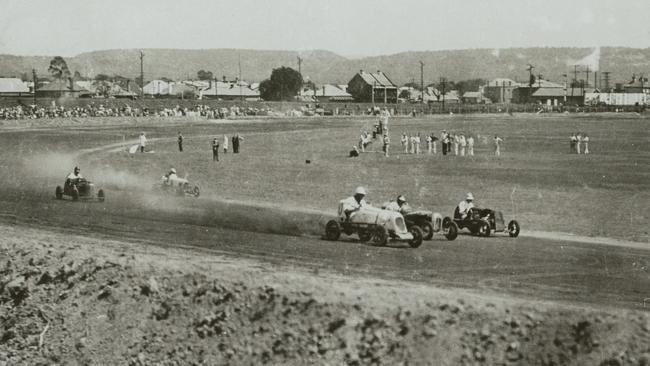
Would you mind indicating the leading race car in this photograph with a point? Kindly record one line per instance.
(372, 223)
(483, 221)
(79, 188)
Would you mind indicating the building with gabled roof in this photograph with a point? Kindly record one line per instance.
(372, 87)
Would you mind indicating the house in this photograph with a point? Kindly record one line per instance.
(328, 93)
(12, 87)
(372, 87)
(500, 90)
(61, 88)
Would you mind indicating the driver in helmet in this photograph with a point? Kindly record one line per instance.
(465, 206)
(354, 203)
(170, 177)
(400, 205)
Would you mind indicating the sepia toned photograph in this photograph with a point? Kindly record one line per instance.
(324, 183)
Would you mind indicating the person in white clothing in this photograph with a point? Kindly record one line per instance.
(142, 141)
(463, 144)
(470, 145)
(465, 206)
(354, 203)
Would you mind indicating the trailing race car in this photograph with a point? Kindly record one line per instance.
(371, 223)
(178, 186)
(431, 222)
(79, 188)
(482, 221)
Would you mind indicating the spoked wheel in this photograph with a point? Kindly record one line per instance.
(417, 237)
(483, 229)
(427, 231)
(451, 230)
(380, 236)
(513, 229)
(332, 230)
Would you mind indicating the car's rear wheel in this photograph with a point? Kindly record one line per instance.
(451, 231)
(332, 230)
(427, 230)
(483, 229)
(513, 229)
(380, 236)
(417, 237)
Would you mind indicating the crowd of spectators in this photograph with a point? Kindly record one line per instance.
(35, 111)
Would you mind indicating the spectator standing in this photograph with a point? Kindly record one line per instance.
(215, 149)
(470, 145)
(497, 145)
(142, 141)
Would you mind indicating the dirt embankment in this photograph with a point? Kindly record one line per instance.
(68, 299)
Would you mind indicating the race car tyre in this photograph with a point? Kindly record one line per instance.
(380, 236)
(365, 235)
(427, 231)
(451, 231)
(417, 237)
(484, 229)
(75, 193)
(332, 230)
(513, 229)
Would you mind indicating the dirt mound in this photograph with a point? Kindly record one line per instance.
(91, 303)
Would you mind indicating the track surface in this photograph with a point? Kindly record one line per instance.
(528, 267)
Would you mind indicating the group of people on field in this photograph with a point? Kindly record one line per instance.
(579, 143)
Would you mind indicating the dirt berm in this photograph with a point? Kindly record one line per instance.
(73, 300)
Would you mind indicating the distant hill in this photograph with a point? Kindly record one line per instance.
(328, 67)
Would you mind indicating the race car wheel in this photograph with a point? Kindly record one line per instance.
(75, 193)
(365, 235)
(484, 229)
(427, 231)
(332, 230)
(380, 236)
(417, 237)
(513, 229)
(451, 231)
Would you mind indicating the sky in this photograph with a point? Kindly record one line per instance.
(352, 28)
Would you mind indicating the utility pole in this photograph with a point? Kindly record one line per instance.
(35, 80)
(422, 80)
(141, 74)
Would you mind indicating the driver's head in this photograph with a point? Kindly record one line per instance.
(401, 200)
(359, 193)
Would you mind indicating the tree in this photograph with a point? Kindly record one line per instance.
(204, 75)
(59, 68)
(284, 84)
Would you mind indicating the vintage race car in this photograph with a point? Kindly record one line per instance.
(483, 221)
(178, 186)
(430, 223)
(79, 188)
(372, 223)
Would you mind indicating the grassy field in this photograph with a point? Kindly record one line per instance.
(536, 180)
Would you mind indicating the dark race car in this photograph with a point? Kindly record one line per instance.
(483, 221)
(79, 188)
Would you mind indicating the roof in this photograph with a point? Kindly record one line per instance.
(12, 85)
(379, 79)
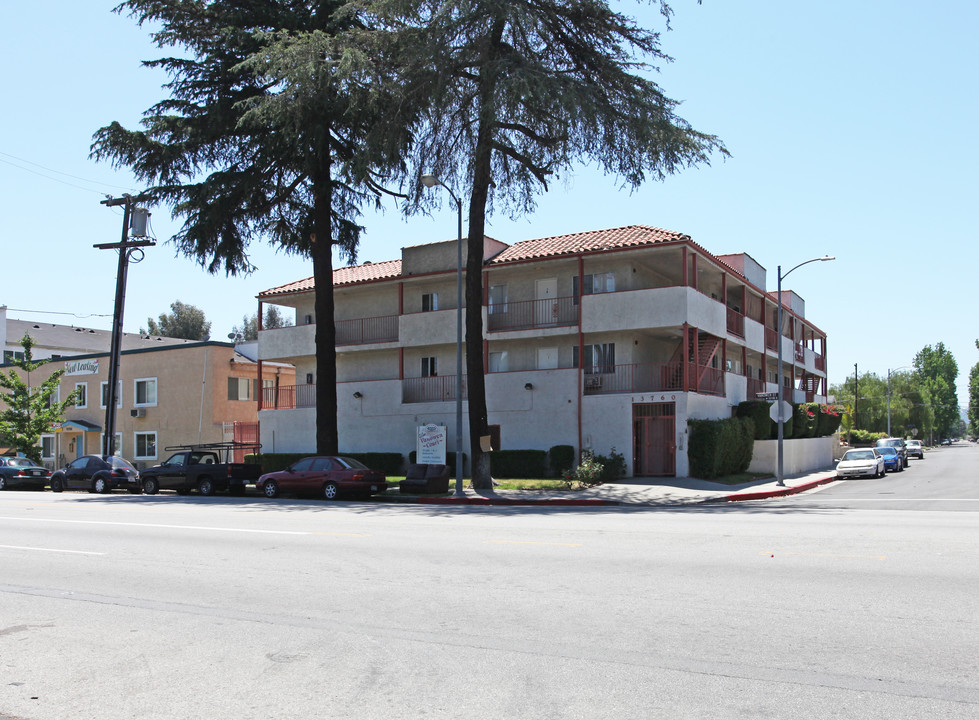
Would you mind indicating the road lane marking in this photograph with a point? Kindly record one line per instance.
(73, 552)
(830, 555)
(164, 527)
(528, 542)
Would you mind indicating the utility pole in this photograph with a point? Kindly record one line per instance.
(126, 247)
(856, 395)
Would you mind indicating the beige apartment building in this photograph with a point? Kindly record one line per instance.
(180, 392)
(600, 340)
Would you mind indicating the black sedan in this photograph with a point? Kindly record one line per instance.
(22, 472)
(96, 473)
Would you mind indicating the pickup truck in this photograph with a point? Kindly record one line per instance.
(200, 468)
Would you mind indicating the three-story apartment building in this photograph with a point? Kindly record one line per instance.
(599, 340)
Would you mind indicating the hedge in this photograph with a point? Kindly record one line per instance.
(720, 447)
(760, 412)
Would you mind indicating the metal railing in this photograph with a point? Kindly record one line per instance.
(431, 389)
(532, 314)
(367, 330)
(288, 397)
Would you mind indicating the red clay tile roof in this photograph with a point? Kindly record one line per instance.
(341, 276)
(595, 240)
(630, 236)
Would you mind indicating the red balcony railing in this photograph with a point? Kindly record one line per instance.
(533, 314)
(431, 389)
(288, 397)
(367, 330)
(735, 322)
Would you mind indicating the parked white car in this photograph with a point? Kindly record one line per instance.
(859, 462)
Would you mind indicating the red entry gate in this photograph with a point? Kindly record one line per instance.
(654, 439)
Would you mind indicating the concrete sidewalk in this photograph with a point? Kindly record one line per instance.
(644, 491)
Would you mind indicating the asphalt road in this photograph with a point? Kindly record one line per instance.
(825, 605)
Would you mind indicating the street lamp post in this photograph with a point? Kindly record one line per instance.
(431, 181)
(780, 474)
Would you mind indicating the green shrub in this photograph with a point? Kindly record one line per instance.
(760, 413)
(613, 466)
(559, 459)
(720, 447)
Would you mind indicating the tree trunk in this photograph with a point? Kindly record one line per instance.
(327, 434)
(482, 176)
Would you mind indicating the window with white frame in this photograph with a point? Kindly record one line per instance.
(47, 447)
(144, 392)
(81, 395)
(104, 402)
(599, 359)
(497, 299)
(241, 388)
(145, 445)
(499, 361)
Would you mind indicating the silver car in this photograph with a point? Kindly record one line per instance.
(859, 462)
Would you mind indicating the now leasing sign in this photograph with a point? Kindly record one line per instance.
(82, 367)
(430, 447)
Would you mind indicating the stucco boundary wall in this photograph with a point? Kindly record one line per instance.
(798, 456)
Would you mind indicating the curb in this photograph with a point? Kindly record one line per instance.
(782, 492)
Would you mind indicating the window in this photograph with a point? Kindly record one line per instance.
(145, 391)
(81, 395)
(594, 284)
(145, 446)
(498, 361)
(105, 395)
(47, 447)
(599, 359)
(497, 299)
(241, 388)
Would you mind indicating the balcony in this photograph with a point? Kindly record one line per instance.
(735, 322)
(431, 389)
(654, 377)
(551, 312)
(367, 330)
(288, 397)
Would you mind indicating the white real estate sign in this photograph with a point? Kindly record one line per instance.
(431, 444)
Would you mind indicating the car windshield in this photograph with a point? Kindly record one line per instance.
(120, 464)
(353, 464)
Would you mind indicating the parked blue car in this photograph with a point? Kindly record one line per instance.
(893, 462)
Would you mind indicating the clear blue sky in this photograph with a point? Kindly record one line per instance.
(852, 125)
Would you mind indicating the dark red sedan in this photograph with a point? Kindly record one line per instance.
(323, 476)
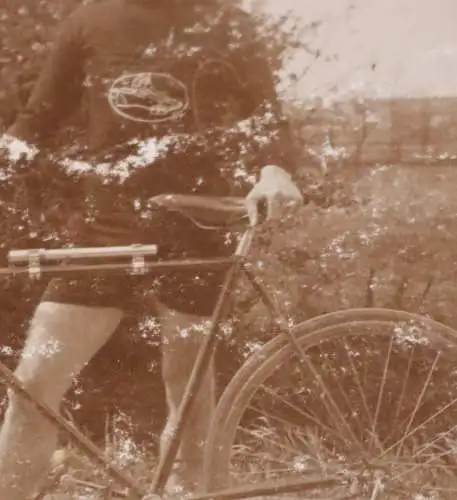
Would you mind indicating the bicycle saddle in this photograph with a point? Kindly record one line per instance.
(205, 211)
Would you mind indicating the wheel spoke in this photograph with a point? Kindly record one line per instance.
(381, 390)
(418, 402)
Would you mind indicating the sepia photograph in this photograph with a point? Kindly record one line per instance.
(228, 253)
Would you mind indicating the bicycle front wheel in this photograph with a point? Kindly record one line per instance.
(370, 396)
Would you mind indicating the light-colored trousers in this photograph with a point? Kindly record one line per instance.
(61, 340)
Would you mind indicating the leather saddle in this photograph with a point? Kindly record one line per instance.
(205, 211)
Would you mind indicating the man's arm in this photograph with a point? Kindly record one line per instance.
(58, 89)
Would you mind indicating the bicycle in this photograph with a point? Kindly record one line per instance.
(359, 398)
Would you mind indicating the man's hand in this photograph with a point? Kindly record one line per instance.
(14, 149)
(277, 189)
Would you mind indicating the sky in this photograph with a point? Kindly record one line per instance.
(413, 44)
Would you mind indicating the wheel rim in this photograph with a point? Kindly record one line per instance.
(379, 412)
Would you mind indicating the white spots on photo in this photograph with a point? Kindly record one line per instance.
(16, 149)
(45, 349)
(6, 350)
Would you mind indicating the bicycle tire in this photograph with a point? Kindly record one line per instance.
(238, 393)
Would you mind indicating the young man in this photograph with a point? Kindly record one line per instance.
(188, 75)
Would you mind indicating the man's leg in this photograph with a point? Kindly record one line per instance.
(62, 338)
(182, 335)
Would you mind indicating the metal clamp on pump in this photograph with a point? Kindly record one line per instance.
(34, 263)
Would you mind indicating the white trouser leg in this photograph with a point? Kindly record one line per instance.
(182, 335)
(62, 338)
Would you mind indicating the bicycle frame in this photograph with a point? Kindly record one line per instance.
(234, 265)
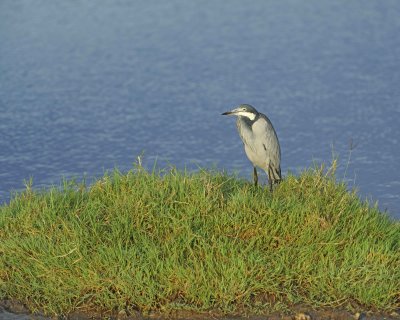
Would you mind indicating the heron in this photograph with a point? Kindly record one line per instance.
(260, 141)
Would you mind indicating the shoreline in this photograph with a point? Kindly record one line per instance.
(16, 310)
(144, 244)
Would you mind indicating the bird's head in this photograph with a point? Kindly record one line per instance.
(244, 110)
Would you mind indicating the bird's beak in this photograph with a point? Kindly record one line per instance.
(229, 113)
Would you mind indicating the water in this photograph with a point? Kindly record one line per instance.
(89, 85)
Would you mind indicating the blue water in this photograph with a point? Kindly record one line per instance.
(89, 85)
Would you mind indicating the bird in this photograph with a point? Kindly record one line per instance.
(260, 141)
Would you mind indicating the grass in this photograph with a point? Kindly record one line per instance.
(171, 240)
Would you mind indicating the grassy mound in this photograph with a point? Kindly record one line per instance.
(173, 240)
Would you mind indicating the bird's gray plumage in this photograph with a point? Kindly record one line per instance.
(260, 141)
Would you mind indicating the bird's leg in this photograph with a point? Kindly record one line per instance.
(255, 176)
(270, 178)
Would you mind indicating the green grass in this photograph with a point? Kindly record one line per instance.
(172, 240)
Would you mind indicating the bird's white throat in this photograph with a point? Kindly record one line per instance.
(246, 114)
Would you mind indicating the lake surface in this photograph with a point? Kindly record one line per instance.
(86, 86)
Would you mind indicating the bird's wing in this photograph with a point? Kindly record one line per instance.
(266, 134)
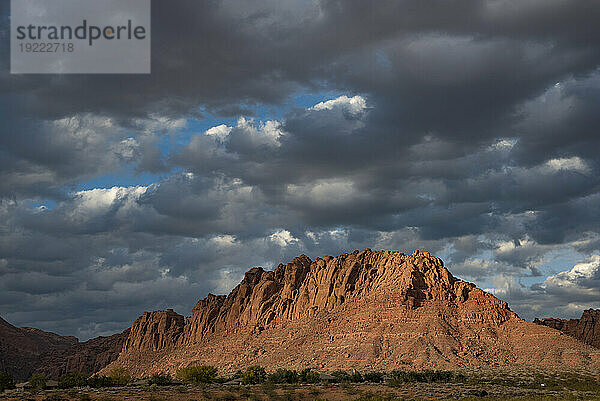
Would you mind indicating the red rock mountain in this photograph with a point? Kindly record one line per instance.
(364, 310)
(586, 329)
(24, 351)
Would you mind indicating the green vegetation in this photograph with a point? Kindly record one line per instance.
(197, 374)
(74, 379)
(399, 377)
(6, 382)
(37, 381)
(284, 376)
(100, 381)
(254, 375)
(120, 376)
(374, 377)
(309, 376)
(161, 379)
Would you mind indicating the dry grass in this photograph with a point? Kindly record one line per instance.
(489, 385)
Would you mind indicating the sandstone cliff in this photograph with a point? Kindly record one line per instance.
(364, 310)
(586, 329)
(24, 351)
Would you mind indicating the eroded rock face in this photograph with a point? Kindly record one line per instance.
(364, 310)
(86, 357)
(155, 331)
(21, 349)
(24, 351)
(586, 329)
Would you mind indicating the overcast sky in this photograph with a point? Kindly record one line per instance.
(273, 128)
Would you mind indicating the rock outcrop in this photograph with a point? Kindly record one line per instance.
(84, 357)
(154, 331)
(586, 329)
(364, 310)
(21, 349)
(24, 351)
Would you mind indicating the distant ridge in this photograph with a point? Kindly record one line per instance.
(24, 351)
(586, 329)
(365, 310)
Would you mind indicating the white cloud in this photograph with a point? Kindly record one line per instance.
(220, 132)
(265, 133)
(587, 270)
(93, 202)
(353, 105)
(283, 238)
(569, 164)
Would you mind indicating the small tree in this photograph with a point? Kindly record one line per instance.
(120, 376)
(309, 376)
(6, 381)
(373, 377)
(254, 375)
(313, 377)
(197, 374)
(74, 379)
(37, 381)
(161, 379)
(100, 381)
(284, 376)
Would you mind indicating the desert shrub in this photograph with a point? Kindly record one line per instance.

○ ○ ○ ○ ○ ○ ○

■ What needs to be done ■
Rescale the records from the line containing "Would you mind indicating the sandstone" through the end of the records, inclusive: reproduce every line in that span, requests included, with each point coordinate multiplied by 2.55 and rounded to the nearest whole number, halves rounded up.

■ Exercise output ■
Would you mind indicating the sandstone cliff in this photograph with a point? Kindly record one line per instance.
(928, 791)
(1494, 839)
(61, 895)
Would you mind indicating the eroded rock face in this photograph with a point? Kindly record one line per instance.
(928, 791)
(219, 910)
(395, 844)
(54, 890)
(61, 895)
(1494, 839)
Would you mind indicating the overcast sky in this photograph with a point? Kindly record one line per instance.
(696, 326)
Would you mind indicating the rock outcrop in this photograph with a point? Kindly record one line per instance.
(214, 910)
(393, 844)
(1494, 839)
(928, 791)
(54, 890)
(61, 895)
Would you mind indicating the distant ridge in this photograph with a point? Kindly record one line per instance.
(61, 895)
(1494, 839)
(931, 791)
Would you mind indicating the white cloud in this photograph with a point? Kindly record one line per instance.
(561, 337)
(676, 339)
(1497, 689)
(237, 515)
(900, 268)
(722, 607)
(1451, 418)
Would you mind indicating the small tree in this photograph with a point? Kindly record one line per instance.
(306, 959)
(788, 959)
(15, 972)
(951, 961)
(648, 956)
(798, 961)
(502, 954)
(189, 966)
(94, 972)
(411, 966)
(255, 972)
(724, 959)
Would you mind indicating the desert shrub in this photograph with a point? Kindly record one line per instance.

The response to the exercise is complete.